- _SOURCE EXTRACT_:
>>>>

# Uber Refferal $1000 promo is legit so far..



## RippGutt (Sep 6, 2014)

Just got my first $1000 for referring my friend who does Lyft.. Took about 1.5 weeks for her to start the process and get on the road. Hopefully my other referrals complete the requirements. Just complete one ride get a $1000 each and quit Uber if you want. Attached is my proof of the referral payment.


----------



## RippGutt (Sep 6, 2014)

I know our issues with Uber(mine included), but this was something worth taking advantage of.. Hopefully I find more Lyft friends..


----------



## thehappytypist (Oct 9, 2014)

You might as well take advantage and supplement your income. Nothing wrong with it if they're offering and you meet the requirements.


----------



## sdrivingman3122 (Nov 18, 2014)

How easy it is it to find drivers who are just lyft drivers? i want to head to my metropolitan area and hunt for lyft drivers to convert them to uber for my $500 bonus.


----------



## Samename (Oct 31, 2014)

Congrats! 

No love from the peanut gallery here? Too busy crying?


----------



## sdrivingman3122 (Nov 18, 2014)

RippGutt said:


> Just got my first $1000 for referring my friend who does Lyft.. Took about 1.5 weeks for her to start the process and get on the road. Hopefully my other referrals complete the requirements. Just complete one ride get a $1000 and quit Uber if you want. Attached is my proof of the referral payment.


What did your friend have to do to prove that she worked for lyft?


----------



## thehappytypist (Oct 9, 2014)

sdrivingman3122 said:


> What did your friend have to do to prove that she worked for lyft?

<<<<

- _DATA RECORDS_:

>>>>

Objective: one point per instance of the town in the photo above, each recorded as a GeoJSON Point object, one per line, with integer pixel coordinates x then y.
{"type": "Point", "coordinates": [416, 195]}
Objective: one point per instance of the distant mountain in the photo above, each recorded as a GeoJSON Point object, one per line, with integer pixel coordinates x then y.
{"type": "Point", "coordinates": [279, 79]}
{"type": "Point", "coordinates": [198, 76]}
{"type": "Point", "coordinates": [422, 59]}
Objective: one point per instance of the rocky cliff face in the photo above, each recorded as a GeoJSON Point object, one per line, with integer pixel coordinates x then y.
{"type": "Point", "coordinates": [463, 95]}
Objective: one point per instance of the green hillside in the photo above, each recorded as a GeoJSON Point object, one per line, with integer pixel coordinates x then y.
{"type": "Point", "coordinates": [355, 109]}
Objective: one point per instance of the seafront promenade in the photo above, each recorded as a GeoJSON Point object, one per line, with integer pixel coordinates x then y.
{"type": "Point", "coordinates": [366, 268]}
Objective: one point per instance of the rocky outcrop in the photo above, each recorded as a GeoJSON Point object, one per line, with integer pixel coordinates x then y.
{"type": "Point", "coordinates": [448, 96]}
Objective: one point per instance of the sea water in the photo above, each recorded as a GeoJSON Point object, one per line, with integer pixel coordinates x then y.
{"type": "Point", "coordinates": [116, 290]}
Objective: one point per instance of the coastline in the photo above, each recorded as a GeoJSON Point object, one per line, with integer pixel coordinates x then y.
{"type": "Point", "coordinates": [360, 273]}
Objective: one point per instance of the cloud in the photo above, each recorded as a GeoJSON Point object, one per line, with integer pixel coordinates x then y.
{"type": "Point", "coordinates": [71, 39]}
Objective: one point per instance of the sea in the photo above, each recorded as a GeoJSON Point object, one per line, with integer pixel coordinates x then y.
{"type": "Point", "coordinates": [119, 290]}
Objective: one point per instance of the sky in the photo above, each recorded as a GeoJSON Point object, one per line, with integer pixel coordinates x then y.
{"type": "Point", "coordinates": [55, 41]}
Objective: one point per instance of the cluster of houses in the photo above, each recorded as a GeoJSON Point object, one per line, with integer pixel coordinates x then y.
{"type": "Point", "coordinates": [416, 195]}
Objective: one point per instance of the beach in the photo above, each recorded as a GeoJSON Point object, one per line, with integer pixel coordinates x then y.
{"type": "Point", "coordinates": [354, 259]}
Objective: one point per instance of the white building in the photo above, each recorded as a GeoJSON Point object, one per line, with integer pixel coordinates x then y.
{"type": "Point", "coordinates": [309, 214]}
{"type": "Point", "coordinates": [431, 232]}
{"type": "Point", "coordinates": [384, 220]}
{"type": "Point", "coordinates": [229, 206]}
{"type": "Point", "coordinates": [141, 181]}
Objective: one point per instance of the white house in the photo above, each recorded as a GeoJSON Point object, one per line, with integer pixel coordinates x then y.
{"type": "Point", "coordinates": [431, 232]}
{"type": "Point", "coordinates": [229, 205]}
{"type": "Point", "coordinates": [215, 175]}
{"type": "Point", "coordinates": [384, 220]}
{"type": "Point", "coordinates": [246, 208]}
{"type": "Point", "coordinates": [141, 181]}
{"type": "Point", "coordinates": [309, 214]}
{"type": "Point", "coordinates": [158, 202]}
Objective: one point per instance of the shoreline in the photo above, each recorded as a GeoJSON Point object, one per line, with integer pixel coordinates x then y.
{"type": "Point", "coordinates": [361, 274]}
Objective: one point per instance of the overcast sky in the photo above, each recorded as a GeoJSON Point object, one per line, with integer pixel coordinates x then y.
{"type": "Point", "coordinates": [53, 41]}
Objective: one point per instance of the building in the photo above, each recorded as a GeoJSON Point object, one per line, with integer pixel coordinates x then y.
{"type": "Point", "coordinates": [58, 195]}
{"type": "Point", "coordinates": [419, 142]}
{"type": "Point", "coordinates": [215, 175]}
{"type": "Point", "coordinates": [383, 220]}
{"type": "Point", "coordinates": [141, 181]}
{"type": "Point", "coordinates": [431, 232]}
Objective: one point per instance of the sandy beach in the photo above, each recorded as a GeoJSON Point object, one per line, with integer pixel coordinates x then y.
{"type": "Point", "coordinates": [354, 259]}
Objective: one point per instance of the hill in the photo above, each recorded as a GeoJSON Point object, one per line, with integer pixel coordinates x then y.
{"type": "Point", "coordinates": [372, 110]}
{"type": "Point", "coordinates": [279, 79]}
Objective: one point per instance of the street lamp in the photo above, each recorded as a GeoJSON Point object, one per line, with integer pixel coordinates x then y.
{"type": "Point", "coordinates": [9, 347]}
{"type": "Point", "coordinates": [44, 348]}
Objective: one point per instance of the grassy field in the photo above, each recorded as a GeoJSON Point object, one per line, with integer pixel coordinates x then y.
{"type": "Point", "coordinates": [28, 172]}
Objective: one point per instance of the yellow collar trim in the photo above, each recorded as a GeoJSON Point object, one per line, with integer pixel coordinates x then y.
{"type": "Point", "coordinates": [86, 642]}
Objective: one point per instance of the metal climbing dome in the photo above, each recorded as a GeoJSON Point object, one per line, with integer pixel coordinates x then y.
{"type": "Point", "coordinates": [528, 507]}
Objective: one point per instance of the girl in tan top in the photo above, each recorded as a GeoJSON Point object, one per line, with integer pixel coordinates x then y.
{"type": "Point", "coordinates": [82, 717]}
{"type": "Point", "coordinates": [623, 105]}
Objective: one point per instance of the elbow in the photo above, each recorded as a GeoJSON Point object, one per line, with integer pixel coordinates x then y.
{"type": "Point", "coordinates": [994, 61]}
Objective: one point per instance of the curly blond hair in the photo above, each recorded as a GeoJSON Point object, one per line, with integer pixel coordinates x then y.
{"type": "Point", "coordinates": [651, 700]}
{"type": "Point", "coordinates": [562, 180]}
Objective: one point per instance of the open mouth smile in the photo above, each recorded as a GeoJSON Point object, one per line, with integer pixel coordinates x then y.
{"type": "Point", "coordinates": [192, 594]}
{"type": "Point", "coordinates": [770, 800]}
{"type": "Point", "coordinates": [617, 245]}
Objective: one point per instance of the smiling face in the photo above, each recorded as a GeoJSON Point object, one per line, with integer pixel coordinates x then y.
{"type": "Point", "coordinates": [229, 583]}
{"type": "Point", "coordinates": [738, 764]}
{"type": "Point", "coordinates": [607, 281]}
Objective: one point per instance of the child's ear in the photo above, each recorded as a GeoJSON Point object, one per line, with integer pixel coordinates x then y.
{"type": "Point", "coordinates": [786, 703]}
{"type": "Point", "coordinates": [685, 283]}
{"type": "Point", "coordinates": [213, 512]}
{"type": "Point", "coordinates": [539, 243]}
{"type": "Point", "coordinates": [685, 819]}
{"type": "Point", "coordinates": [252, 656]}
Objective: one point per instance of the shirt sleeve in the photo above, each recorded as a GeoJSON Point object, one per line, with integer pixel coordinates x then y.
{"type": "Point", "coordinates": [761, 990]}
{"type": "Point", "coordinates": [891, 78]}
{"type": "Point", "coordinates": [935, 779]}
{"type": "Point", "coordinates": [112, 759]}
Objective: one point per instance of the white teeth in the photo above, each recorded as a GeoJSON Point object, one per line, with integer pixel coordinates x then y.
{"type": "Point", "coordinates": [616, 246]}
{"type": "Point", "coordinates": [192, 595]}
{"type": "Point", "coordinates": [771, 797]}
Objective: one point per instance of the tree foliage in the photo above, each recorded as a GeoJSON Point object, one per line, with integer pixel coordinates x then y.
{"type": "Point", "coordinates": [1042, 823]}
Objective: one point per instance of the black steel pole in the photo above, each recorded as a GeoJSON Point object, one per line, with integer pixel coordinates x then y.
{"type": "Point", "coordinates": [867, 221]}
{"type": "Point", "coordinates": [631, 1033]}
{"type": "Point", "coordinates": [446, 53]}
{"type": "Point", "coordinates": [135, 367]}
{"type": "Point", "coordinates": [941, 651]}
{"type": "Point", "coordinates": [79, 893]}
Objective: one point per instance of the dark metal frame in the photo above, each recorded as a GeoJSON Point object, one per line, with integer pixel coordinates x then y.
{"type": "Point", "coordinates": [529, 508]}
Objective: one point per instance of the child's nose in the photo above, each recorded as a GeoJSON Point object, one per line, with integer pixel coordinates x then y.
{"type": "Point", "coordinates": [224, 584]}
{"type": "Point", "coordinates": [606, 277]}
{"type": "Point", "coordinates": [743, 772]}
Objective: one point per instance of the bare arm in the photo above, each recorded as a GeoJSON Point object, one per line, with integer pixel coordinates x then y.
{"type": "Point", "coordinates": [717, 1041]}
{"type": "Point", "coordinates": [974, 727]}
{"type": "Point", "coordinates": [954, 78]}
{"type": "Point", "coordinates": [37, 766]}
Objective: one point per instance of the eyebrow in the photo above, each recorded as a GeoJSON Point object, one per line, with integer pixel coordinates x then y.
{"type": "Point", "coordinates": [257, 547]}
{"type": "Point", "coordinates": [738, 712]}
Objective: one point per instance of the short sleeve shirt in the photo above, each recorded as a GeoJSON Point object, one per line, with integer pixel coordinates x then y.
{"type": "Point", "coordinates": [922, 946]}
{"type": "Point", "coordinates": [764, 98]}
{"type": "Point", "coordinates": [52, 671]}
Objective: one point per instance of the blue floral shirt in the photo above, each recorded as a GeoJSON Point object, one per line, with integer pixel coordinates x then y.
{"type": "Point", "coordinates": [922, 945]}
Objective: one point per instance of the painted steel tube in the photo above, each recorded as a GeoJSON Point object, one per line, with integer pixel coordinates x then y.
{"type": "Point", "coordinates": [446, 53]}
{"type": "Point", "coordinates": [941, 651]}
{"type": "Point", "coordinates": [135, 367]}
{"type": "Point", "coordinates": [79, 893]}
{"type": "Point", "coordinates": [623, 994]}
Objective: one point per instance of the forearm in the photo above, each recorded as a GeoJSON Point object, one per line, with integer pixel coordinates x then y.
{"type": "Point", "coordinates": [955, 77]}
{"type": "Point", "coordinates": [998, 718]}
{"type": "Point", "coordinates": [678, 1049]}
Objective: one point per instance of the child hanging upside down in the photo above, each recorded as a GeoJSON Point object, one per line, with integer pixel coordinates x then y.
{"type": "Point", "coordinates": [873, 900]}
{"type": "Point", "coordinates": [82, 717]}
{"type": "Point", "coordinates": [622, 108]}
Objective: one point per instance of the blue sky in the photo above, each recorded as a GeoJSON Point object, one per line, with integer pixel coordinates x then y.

<<<<

- _WHAT TO WORK ON_:
A. In the Uber referral thread, how long did it take RippGutt's friend to start the process and get on the road?
B. Carry on the Uber referral thread from its last post onward.
The material above isn't needed.

- _IN RESPONSE_:
A. About 1.5 weeks.

B.
It may not be the same everywhere but it should be (they're trying to make policies universal). For my region, they just have to provide a Lyft payment statement.


----------



## RippGutt (Sep 6, 2014)

sdrivingman3122 said:


> What did your friend have to do to prove that she worked for lyft?


Uber required her to show(in person at the uber office)proof of a Lyft pay statement prior to 1/8/2015... Once she showed it, they actuated her account and she was good to drive. As soon as she finished her first trip I got the email letting me know and saying that $1000 was added to my pay statement.

I then contacted her to have her check her own uber pay statement. She too had her $1000 listed and should be getting it this Thursday.


----------



## RippGutt (Sep 6, 2014)

The problem with Lyft, many of them do Uber as well.. So it's harder to find just a Lyft or sidecar driver... At least out of the people I know and their friends.


----------



## frndthDuvel (Aug 31, 2014)

RippGutt said:


> Uber required her to show(in person at the uber office)proof of a Lyft pay statement prior to 1/8/2015... Once she showed it, they actuated her account and she was good to drive. As soon as she finished her first trip I got the email letting me know and saying that $1000 was added to my pay statement.
> 
> I then contacted her to have her check her own uber pay statement. She too had her $1000 listed and should be getting it this Thursday.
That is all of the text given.